▶ [SHORT TASK] Starting at the line that contains "The component shall locate one point per instance of the woman's" and continuing through the end of the listing below, swap "big toe" for "little toe". Write out only those lines, with everything else left as it is.
---------------
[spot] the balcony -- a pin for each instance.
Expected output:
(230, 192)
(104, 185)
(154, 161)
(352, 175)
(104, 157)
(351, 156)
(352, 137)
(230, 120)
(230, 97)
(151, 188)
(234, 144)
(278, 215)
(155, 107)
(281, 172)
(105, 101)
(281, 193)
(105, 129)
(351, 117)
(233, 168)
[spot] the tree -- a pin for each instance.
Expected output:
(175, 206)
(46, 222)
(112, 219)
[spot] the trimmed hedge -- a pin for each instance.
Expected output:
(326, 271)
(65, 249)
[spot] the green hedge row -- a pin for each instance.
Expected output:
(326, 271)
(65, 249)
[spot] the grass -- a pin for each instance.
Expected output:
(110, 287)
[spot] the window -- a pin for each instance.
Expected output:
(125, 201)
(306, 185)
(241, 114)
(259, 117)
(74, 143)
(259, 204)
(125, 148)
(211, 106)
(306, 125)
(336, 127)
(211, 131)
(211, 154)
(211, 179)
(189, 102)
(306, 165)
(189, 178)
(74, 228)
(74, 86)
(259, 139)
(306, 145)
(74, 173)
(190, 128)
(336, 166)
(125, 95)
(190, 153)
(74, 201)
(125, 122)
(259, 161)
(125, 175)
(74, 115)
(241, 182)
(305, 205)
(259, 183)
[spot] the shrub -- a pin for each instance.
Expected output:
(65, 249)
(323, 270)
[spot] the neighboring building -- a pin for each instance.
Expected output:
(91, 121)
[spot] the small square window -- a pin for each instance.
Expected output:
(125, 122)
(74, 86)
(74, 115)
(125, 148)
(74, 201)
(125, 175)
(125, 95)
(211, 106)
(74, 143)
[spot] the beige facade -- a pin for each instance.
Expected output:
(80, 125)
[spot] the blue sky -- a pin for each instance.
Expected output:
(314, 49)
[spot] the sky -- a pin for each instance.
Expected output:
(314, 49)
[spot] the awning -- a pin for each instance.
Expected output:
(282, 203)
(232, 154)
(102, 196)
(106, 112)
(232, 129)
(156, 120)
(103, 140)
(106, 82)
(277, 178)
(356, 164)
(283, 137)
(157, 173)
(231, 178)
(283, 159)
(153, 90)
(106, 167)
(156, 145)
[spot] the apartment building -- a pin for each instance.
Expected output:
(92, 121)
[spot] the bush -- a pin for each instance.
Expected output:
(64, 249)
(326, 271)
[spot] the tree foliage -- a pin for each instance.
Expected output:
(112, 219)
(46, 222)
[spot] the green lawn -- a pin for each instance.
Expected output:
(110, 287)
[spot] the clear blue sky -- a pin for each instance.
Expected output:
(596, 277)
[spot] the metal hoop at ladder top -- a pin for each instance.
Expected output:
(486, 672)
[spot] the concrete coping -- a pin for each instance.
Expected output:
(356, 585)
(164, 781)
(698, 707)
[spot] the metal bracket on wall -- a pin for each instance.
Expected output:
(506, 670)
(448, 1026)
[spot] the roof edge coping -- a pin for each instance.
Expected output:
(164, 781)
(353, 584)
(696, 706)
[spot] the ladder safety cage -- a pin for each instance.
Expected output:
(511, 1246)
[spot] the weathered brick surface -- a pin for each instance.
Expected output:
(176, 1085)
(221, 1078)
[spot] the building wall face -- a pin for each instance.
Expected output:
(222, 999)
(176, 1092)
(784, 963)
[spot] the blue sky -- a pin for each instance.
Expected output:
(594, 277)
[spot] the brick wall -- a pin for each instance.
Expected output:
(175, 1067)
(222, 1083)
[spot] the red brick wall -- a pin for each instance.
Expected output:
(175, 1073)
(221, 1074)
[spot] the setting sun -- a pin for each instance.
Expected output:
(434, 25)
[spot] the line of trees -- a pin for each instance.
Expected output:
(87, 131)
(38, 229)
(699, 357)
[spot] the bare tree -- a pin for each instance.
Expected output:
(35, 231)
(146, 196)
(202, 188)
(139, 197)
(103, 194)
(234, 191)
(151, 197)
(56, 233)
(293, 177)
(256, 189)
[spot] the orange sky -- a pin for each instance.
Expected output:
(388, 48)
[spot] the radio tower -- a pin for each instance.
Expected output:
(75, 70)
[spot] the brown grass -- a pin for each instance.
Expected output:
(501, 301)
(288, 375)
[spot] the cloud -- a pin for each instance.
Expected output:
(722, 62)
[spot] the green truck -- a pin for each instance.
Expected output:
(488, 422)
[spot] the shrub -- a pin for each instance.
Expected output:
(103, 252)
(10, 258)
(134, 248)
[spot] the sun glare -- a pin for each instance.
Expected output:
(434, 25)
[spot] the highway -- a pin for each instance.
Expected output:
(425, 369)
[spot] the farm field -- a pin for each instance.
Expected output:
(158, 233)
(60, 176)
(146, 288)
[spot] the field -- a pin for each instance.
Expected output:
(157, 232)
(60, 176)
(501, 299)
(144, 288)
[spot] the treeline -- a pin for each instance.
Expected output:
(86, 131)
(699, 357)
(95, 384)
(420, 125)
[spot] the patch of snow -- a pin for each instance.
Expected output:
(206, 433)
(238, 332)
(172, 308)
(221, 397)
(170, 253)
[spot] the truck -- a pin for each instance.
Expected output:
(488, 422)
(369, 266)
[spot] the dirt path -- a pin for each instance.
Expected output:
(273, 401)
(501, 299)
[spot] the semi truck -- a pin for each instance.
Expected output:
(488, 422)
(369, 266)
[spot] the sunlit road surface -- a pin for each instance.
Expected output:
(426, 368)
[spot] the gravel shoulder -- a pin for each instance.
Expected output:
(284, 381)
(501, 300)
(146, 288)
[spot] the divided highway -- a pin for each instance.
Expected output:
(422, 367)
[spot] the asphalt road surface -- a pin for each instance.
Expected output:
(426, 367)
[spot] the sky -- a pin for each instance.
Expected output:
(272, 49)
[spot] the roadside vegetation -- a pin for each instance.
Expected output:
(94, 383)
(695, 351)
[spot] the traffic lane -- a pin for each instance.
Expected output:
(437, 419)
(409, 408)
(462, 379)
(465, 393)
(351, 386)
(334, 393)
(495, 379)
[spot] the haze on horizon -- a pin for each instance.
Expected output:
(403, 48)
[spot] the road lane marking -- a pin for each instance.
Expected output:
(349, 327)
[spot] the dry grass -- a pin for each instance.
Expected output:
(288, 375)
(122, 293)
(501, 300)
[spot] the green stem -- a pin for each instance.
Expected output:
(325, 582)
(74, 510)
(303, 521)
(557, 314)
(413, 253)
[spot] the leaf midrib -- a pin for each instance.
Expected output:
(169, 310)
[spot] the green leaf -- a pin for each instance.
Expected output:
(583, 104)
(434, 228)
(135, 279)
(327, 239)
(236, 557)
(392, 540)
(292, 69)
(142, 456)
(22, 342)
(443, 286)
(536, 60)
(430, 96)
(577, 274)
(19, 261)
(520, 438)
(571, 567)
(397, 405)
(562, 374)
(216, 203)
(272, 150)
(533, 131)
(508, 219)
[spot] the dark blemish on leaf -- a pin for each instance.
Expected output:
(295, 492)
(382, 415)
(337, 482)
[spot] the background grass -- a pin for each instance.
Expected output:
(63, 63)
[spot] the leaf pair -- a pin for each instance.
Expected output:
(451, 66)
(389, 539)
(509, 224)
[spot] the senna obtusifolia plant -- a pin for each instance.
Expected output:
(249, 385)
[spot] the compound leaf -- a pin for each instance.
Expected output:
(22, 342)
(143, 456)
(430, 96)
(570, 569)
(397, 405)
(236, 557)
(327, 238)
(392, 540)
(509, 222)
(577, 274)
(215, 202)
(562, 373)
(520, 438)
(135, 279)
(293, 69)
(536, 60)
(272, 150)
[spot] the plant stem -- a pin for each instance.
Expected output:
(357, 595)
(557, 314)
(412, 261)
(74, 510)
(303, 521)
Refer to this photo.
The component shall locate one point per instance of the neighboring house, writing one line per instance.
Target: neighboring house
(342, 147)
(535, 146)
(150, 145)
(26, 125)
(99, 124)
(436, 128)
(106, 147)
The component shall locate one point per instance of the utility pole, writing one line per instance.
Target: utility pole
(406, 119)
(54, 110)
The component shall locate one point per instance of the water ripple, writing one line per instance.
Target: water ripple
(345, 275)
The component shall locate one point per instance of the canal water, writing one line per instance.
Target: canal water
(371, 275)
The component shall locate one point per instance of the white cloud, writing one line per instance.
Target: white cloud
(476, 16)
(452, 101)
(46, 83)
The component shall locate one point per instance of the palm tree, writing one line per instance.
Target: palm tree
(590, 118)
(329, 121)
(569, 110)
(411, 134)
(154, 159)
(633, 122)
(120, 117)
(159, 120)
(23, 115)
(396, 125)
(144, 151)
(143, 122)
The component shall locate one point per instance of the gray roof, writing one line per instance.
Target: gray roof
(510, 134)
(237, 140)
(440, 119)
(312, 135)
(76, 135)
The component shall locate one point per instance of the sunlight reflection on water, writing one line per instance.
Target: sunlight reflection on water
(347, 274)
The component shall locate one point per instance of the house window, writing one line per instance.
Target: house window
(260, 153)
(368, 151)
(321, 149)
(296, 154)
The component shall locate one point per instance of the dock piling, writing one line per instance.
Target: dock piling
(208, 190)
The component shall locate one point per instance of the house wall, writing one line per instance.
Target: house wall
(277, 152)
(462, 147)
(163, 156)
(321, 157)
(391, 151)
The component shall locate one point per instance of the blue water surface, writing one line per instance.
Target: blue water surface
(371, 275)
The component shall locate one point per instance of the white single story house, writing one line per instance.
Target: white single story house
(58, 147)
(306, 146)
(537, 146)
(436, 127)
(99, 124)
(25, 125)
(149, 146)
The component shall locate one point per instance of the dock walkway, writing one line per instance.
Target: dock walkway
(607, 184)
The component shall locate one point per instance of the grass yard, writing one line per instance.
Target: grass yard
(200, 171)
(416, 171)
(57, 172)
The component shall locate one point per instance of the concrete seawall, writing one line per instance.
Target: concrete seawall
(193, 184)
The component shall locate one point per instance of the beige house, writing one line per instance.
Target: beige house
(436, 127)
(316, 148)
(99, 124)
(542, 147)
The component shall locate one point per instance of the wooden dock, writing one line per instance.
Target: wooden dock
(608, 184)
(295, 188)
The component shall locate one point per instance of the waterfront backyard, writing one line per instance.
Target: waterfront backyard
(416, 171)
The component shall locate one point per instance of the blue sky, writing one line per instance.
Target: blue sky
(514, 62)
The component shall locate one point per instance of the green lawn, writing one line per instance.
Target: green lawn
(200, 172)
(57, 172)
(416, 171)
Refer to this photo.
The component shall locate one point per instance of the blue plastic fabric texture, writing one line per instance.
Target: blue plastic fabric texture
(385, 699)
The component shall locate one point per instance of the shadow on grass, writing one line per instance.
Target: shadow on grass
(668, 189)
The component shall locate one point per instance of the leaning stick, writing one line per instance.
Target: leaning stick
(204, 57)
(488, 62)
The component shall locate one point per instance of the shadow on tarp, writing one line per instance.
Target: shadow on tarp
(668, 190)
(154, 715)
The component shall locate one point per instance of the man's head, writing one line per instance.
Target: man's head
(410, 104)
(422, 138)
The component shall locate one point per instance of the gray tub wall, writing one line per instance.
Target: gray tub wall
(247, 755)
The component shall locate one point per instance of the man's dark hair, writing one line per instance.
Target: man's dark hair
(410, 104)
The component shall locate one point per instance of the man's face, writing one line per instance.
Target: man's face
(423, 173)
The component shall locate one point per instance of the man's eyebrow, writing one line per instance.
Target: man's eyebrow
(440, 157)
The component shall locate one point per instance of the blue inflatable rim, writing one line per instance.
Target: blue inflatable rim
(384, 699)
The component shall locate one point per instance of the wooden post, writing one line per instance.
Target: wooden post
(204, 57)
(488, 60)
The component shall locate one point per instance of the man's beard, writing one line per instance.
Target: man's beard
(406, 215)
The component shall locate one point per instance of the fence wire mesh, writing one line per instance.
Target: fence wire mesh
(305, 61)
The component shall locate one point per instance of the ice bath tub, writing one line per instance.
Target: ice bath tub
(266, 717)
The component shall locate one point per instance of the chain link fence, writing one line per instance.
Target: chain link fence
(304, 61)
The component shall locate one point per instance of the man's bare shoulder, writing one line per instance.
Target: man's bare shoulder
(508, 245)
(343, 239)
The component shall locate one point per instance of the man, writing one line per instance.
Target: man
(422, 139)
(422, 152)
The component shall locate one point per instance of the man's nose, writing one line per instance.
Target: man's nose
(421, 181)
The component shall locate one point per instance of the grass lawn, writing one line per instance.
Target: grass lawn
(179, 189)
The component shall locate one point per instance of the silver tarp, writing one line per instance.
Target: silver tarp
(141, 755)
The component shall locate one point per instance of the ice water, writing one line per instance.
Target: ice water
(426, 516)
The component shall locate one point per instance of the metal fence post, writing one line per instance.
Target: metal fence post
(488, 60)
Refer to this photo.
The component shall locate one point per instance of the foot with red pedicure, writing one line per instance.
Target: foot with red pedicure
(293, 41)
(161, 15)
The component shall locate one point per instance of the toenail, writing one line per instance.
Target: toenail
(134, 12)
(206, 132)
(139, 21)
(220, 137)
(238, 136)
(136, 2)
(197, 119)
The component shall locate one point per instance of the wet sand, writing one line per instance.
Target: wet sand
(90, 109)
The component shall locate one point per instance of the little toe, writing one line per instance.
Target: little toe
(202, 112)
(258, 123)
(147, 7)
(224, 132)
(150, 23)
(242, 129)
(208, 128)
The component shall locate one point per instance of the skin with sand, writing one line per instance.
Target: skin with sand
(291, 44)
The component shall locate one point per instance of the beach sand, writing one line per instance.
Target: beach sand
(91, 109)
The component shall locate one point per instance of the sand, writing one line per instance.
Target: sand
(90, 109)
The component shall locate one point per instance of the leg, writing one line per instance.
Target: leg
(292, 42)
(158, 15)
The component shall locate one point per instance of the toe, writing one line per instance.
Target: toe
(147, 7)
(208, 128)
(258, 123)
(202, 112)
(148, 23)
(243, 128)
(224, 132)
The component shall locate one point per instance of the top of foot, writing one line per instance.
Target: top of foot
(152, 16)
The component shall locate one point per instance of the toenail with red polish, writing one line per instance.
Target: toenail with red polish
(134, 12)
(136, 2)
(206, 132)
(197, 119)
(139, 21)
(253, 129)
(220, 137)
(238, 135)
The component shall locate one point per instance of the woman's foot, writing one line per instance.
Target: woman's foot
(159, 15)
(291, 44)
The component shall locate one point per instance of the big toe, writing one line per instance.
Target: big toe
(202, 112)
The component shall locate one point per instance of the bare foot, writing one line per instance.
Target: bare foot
---------------
▶ [FINAL RESULT]
The component shall locate one point per instance of the woman's foot, writing one line per instance.
Target: woman's foot
(159, 15)
(291, 44)
The component shall locate one point per instance of the little toe, writing one line per instance.
Target: little toe
(202, 112)
The component shall locate one point per instance of the bare foot, writing one line per instance.
Target: bare foot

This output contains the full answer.